▶ TEXTO PARA LEITURA

..........

Friday, March 14, 2014

Espectro por trás do poder civil



Pedro J. Bondaczuk


O Chile, a partir de amanhã, ficará livre de uma ditadura militar, de 16 anos, que teve momentos trágicos em seu transcorrer. Alguns defensores do regime do general Augusto Pinochet apontam como o grande "trunfo" da sua gestão a situação econômica do país, com uma inflação relativamente baixa para os padrões latino-americanos, com a dívida externa controlada e com um crescimento auto-sustentado do Produto Interno Bruto. Todavia, se o panorama é tão maravilhoso como se pinta, a pergunta que fica no ar é: "Por que o eleitorado local não elegeu para a presidência o autor dessa proeza, Herman Buchi?". Ele foi candidato, em dezembro de 1989, competindo com o presidente que toma posse amanhã, Patrício Aylwin. E sua votação foi decepcionante para quem teria operado "maravilhas" financeiras.

Ocorre que o Chile pode estar numa situação econômica até que cômoda, mas sua população certamente não. A política adotada pelo chamado "Príncipe Valente" de Pinochet foi fortemente concentracionista. Os ricos ficaram milionários e os pobres desceram ao patamar da miserabilidade. A classe média, espremida entre os dois extremos, teve que fazer milagres para não desaparecer. Aylwin, ademais, vai assumir a presidência numa situação bem incômoda. Terá por sobre a sua cabeça o permanente espectro da presença de Pinochet, que mediante um artifício constitucional, continua detendo o comando supremo do Exército até 1998.

Quem pode garantir que à primeira crise que surgir --- e tais situações críticas são bastante prováveis numa sociedade por tanto tempo reprimida e que não teve um período de transição entre um governo militar e um civil --- o veterano general não cisme de retomar as rédeas do comando nacional em suas mãos? Seria, é verdade, um fato inédito, o de um caudilho que deixou o poder, retornar a ele mediante o mesmo expediente da força que o levou ao palácio presidencial pela primeira vez.

..........

▶ OBJETIVO
Pode copiar do texto sobre o fim da ditadura de Pinochet o trecho que começa em "Quem pode garantir" e termina em "pela primeira vez."?

▶ MATERIAL FORNECIDO
..........

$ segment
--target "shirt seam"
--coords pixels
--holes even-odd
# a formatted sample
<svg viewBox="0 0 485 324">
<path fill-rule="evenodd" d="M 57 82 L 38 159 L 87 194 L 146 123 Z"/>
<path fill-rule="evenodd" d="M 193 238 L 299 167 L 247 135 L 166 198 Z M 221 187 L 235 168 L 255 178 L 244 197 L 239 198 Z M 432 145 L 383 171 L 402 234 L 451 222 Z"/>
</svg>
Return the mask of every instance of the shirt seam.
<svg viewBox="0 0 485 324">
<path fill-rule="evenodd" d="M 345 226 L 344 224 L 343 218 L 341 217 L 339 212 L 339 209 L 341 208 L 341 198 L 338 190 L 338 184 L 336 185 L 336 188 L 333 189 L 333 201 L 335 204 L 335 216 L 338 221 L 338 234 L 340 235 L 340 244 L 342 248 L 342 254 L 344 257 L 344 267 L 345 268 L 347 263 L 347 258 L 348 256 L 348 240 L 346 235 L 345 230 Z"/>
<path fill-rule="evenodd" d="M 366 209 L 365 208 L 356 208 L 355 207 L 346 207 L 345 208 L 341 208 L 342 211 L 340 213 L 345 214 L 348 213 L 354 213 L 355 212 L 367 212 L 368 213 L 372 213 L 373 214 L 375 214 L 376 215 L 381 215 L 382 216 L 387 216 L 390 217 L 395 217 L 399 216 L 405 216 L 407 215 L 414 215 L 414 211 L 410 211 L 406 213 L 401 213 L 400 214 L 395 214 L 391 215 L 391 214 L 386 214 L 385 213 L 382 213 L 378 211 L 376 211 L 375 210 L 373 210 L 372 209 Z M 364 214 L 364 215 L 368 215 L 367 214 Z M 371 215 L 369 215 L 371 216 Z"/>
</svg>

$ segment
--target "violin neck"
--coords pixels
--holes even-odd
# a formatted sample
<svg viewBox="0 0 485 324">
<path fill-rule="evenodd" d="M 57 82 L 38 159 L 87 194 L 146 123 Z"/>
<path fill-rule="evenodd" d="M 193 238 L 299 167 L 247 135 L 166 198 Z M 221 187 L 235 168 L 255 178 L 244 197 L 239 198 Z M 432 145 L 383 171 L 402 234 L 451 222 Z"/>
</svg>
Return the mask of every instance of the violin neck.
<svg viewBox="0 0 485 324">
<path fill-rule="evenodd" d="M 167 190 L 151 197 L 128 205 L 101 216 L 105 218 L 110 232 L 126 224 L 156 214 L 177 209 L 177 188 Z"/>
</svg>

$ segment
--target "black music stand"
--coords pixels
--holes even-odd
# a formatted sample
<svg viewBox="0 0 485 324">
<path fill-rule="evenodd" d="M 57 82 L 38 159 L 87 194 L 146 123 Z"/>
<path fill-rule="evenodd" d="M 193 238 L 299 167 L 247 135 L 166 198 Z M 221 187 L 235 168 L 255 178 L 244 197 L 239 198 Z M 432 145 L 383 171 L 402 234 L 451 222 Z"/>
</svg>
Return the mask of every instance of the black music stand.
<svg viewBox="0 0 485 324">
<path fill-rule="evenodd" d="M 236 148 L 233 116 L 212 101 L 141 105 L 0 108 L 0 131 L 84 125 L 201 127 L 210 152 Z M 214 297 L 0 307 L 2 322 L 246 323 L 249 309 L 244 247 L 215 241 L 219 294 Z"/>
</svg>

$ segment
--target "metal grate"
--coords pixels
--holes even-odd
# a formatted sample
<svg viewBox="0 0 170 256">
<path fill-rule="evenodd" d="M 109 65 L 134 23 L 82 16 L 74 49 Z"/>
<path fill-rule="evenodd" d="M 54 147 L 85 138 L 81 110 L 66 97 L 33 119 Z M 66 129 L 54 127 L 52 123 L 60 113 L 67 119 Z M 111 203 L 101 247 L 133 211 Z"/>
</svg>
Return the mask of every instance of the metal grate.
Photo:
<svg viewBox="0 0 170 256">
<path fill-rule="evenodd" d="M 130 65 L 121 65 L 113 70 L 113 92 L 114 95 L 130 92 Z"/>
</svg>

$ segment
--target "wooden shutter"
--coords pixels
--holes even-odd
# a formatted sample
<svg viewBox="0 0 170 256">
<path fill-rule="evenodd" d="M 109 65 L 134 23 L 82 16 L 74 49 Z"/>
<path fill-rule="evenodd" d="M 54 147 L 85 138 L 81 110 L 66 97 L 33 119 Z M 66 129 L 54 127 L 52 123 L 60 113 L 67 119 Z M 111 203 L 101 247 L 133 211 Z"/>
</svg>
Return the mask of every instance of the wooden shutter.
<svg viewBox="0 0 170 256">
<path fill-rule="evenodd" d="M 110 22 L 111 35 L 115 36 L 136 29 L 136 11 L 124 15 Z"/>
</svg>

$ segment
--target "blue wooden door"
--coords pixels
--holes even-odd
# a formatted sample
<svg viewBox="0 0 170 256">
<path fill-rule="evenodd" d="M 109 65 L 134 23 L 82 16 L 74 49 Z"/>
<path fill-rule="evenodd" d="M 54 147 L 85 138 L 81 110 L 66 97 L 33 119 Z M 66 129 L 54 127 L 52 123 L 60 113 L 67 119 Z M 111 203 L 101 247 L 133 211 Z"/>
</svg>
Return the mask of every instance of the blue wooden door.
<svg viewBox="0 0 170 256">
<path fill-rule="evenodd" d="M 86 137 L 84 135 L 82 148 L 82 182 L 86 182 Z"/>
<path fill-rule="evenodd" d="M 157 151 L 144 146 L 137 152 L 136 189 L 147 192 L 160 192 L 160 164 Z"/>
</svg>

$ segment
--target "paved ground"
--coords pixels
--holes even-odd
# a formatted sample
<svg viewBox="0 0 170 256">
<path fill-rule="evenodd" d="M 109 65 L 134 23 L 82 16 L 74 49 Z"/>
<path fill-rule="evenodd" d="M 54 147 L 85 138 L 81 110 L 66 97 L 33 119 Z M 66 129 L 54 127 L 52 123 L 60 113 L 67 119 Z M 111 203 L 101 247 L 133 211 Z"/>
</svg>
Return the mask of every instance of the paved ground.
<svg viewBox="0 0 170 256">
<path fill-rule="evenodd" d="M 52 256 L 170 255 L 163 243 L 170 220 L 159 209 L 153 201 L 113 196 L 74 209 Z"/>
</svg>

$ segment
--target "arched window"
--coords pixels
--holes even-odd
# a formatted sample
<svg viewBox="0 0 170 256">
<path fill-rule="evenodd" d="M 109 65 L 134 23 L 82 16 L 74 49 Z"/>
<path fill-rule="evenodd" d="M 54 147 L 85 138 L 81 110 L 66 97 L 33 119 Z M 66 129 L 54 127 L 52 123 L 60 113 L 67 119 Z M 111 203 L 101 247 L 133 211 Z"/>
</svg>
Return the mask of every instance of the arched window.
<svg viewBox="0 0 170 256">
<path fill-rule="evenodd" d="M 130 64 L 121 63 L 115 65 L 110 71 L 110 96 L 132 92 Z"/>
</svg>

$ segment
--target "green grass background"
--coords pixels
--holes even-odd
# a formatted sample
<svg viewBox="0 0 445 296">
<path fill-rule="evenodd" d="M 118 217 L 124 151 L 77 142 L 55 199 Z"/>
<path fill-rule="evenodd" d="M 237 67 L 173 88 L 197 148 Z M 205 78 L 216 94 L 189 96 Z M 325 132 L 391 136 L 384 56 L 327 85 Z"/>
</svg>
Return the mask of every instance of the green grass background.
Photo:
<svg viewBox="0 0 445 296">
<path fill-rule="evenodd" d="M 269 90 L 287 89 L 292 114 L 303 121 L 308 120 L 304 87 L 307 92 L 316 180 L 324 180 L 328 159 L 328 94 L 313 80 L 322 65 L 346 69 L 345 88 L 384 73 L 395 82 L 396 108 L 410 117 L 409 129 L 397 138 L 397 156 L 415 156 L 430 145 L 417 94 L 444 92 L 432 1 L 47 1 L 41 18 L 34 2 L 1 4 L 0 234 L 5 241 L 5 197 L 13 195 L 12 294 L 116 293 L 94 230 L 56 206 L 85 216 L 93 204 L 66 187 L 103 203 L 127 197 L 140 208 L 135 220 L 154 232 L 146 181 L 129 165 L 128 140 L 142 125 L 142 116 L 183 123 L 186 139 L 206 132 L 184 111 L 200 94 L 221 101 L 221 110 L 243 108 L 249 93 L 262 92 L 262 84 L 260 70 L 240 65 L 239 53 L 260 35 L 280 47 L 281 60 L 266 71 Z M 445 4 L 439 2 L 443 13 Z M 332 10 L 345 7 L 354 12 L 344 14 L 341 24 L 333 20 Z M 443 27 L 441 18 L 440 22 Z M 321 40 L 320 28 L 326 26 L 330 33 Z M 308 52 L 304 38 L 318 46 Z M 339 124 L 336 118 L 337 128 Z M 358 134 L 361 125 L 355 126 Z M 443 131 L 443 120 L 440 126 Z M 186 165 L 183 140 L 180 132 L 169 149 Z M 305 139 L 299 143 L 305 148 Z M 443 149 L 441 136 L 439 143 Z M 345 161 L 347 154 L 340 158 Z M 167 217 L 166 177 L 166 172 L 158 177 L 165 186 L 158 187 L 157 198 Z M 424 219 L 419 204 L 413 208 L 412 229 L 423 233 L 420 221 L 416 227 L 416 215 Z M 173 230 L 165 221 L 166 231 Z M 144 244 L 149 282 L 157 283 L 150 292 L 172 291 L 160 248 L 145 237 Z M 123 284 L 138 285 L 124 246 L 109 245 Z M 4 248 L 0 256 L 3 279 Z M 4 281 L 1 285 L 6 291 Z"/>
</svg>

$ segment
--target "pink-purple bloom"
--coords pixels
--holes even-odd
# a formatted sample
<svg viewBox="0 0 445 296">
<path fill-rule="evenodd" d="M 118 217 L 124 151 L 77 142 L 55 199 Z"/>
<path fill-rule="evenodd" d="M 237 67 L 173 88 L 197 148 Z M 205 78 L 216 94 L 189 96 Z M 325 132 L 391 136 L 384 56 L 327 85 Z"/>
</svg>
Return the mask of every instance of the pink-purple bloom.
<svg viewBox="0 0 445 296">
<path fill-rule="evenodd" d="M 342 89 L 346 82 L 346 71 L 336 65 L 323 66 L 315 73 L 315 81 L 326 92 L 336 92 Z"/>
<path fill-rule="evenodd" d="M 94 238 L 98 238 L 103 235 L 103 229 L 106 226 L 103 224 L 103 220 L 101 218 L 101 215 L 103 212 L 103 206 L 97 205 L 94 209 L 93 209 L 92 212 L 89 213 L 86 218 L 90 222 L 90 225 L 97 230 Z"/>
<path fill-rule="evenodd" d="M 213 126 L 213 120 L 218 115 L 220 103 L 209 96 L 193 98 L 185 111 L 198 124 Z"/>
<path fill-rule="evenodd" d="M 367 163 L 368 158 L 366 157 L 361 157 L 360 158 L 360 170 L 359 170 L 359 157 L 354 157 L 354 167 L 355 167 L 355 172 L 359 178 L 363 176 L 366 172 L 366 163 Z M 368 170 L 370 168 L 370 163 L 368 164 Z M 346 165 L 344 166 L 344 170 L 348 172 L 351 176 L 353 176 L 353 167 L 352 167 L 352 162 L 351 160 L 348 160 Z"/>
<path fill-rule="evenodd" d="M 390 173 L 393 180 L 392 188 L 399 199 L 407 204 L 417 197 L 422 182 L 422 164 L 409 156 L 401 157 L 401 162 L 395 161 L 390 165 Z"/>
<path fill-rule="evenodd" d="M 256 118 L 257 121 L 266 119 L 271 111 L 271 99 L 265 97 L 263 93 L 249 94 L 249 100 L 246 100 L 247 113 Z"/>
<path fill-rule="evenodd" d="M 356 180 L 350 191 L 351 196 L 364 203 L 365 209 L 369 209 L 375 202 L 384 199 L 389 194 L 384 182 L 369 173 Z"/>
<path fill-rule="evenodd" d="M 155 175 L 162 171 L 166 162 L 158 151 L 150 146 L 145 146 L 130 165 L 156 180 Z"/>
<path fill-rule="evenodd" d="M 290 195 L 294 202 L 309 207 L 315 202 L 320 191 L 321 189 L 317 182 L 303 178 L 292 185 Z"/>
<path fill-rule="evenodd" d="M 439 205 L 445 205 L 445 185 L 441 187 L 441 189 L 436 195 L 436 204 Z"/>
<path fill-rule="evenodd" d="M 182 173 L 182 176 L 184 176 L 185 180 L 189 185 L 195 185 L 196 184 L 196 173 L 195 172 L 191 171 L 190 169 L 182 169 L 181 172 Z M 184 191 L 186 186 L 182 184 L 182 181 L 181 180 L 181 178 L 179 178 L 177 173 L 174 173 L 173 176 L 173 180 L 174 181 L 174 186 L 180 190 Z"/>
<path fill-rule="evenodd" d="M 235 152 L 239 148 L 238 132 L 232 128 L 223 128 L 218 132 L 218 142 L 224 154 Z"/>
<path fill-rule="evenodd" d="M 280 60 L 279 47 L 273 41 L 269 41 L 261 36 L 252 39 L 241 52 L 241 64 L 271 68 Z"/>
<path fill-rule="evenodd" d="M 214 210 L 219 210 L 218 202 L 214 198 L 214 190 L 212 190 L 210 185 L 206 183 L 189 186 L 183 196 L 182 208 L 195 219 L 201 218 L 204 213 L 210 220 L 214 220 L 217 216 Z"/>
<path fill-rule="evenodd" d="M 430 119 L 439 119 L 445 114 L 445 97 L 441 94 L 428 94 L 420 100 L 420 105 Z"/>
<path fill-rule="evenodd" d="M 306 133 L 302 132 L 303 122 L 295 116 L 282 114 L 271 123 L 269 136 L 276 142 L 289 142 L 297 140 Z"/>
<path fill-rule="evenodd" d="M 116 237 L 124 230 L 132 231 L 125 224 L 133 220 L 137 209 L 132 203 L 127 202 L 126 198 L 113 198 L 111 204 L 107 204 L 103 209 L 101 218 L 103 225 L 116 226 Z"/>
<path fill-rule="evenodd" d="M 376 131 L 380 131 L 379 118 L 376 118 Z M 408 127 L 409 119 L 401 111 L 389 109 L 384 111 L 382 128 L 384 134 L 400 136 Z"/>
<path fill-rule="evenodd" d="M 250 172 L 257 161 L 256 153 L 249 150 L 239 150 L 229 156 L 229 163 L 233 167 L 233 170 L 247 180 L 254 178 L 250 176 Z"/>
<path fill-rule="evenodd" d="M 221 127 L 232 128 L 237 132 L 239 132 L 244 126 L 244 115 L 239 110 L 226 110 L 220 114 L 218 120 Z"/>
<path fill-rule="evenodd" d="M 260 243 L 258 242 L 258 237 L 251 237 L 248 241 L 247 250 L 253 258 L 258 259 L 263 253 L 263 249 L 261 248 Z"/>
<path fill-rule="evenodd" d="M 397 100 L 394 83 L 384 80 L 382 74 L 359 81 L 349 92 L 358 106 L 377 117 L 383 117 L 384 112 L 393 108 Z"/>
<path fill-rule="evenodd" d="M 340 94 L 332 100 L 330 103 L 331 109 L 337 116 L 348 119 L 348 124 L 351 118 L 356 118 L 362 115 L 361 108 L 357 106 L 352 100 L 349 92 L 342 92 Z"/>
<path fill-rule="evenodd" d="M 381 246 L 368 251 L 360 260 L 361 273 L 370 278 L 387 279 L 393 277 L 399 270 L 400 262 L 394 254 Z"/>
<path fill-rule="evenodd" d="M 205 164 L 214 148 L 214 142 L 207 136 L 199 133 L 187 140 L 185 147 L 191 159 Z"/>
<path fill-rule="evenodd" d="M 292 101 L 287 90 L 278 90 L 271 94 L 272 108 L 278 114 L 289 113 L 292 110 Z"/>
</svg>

..........

▶ RESPOSTA
Quem pode garantir que à primeira crise que surgir --- e tais situações críticas são bastante prováveis numa sociedade por tanto tempo reprimida e que não teve um período de transição entre um governo militar e um civil --- o veterano general não cisme de retomar as rédeas do comando nacional em suas mãos? Seria, é verdade, um fato inédito, o de um caudilho que deixou o poder, retornar a ele mediante o mesmo expediente da força que o levou ao palácio presidencial pela primeira vez.